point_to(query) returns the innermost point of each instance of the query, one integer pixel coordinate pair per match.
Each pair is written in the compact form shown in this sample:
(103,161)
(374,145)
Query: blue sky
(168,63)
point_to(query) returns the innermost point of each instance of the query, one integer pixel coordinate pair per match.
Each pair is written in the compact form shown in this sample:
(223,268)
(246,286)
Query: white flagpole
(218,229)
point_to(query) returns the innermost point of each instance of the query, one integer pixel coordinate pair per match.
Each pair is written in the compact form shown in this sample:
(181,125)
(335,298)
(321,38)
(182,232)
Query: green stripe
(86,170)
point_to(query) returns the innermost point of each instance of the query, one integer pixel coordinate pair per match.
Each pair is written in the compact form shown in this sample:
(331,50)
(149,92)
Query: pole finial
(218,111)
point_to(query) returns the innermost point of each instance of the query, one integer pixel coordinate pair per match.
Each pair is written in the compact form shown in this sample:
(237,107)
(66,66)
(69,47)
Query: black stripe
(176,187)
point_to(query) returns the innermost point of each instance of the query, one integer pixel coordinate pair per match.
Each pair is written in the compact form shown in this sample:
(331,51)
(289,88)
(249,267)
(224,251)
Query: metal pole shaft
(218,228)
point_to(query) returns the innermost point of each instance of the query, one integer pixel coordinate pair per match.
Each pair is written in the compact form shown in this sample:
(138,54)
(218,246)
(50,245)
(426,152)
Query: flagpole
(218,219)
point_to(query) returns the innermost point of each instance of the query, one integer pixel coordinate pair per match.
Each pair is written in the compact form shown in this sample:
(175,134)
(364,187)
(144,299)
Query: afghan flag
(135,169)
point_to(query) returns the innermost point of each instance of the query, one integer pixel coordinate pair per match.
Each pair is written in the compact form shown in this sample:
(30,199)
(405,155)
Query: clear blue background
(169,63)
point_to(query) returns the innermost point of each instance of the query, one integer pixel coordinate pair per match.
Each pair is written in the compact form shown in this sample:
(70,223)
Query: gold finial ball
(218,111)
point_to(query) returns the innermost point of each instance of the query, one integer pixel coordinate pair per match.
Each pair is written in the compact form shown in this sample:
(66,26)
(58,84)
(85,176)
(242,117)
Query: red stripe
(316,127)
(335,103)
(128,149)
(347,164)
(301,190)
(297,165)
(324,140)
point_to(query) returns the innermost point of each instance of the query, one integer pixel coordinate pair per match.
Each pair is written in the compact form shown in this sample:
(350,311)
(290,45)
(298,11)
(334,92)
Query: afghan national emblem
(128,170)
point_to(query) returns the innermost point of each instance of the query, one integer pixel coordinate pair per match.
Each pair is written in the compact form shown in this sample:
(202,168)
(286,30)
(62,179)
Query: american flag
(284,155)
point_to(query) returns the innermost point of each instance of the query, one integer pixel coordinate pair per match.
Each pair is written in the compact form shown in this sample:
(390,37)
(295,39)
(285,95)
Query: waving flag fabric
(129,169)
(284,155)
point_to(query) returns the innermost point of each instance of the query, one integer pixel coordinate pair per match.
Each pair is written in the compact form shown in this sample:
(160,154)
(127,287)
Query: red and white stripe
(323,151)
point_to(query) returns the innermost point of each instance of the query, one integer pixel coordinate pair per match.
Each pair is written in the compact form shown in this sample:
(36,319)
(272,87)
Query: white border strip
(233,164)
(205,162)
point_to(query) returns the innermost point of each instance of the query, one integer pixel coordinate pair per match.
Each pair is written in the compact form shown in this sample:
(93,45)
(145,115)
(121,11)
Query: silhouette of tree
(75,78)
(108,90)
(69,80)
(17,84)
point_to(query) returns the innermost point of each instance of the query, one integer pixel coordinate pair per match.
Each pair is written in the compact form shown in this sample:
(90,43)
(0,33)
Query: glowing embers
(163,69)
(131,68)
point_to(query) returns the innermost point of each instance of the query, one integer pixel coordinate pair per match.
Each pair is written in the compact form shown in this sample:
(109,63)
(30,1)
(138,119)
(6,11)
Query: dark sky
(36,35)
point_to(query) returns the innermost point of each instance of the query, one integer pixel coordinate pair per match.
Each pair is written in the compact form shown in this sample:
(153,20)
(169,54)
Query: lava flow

Directions:
Set down the listing above in full, please, exactly as it appears.

Correct response:
point_to(query) returns the innermost point of each instance of the query, one integer pixel coordinate pair per match.
Each pair is written in the compact form shown in this sample:
(103,161)
(374,145)
Query: blue sky
(168,63)
point_to(query) returns the innermost point of each instance of the query, one integer pixel coordinate pair per match.
Each pair is written in the compact form shown in this sample:
(223,268)
(246,286)
Query: white flagpole
(218,229)
point_to(query) returns the innermost point of each instance of the query, one integer pixel coordinate pair per match.
Each pair is written in the compact form shown in this sample:
(181,125)
(335,298)
(321,38)
(182,232)
Query: green stripe
(86,170)
point_to(query) returns the innermost point of each instance of the query, one integer pixel coordinate pair per match.
Each pair is written in the compact form shown in this sample:
(331,50)
(149,92)
Query: pole finial
(218,111)
point_to(query) returns the innermost point of each instance of the query, one integer pixel coordinate pair per match.
Each pair is written in the compact form shown in this sample:
(237,107)
(66,66)
(69,47)
Query: black stripe
(176,187)
point_to(query) returns the innermost point of each instance of the query, one integer pixel coordinate pair per match.
Each pair is written in the compact form shown in this sample:
(331,51)
(289,88)
(249,267)
(224,251)
Query: metal pole shaft
(218,228)
point_to(query) returns the innermost point of each instance of the query, one integer pixel coordinate pair per match.
Each pair is written in the compact form shown in this sample:
(138,54)
(218,246)
(50,245)
(426,152)
Query: flagpole
(218,219)
point_to(query) returns the innermost point of each instance of the query, one integer pixel coordinate pair per match.
Each pair is written in the compact form shown in this sample:
(175,134)
(364,187)
(144,299)
Query: afghan flag
(135,169)
point_to(query) returns the innermost point of each instance of the query, one integer pixel coordinate pair per match.
Each pair is written in the compact form shown in this sample:
(30,199)
(405,155)
Query: clear blue background
(169,63)
point_to(query) returns the innermost point of each instance of the query, one integer pixel coordinate pair per match.
Each pair is written in the compact form shown in this sample:
(70,223)
Query: gold finial ball
(218,111)
point_to(query) returns the innermost point of each instance of the query, one integer pixel coordinate pair per match.
Each pair is written in the compact form shown in this sample:
(66,26)
(58,84)
(85,176)
(242,117)
Query: red stripe
(316,127)
(335,103)
(128,149)
(347,164)
(301,190)
(297,165)
(324,140)
point_to(query) returns the innermost point of each instance of the query, one integer pixel coordinate pair per match.
Each pair is written in the compact form shown in this sample:
(350,311)
(290,45)
(298,11)
(334,92)
Query: afghan national emblem
(128,170)
point_to(query) returns the innermost point of each instance of the query, one integer pixel coordinate pair per match.
Each pair is written in the compact form shown in this sample:
(202,168)
(286,30)
(62,179)
Query: american flag
(284,155)
point_to(query) returns the innermost point of each instance of the query, one integer pixel coordinate pair per match.
Each pair is written in the compact form shown in this sample:
(390,37)
(295,39)
(285,95)
Query: waving flag fabric
(129,169)
(284,155)
point_to(query) returns the innermost point of each instance of the query, one integer pixel coordinate pair per match.
Each pair is written in the compact form shown in this sample:
(160,154)
(127,287)
Query: red and white stripe
(323,151)
point_to(query) returns the innermost point of each instance of the query, one integer pixel coordinate pair per match.
Each pair is written in the compact form shown in this sample:
(36,319)
(272,87)
Query: white border strip
(233,164)
(205,162)
point_to(query) returns the innermost point of each instance of the query, one integer pixel coordinate pair per match.
Each pair is written in the compact form shown in this sample:
(93,45)
(145,115)
(121,11)
Query: silhouette of tree
(75,78)
(108,90)
(69,80)
(17,84)
point_to(query) returns the innermost point of each instance of the query, one integer pixel coordinate pair per match.
Each pair is written in the compact form shown in this sample:
(90,43)
(0,33)
Query: glowing embers
(163,69)
(131,68)
point_to(query) returns the innermost point of each instance of the query, one integer pixel coordinate pair per match.
Each pair is written in the compact form shown in this sample:
(109,63)
(30,1)
(138,119)
(6,11)
Query: dark sky
(36,35)
point_to(query) returns the innermost point of each instance of the query, one integer pixel coordinate pair per match.
Each pair is written in the compact form shown in this sample:
(153,20)
(169,54)
Query: lava flow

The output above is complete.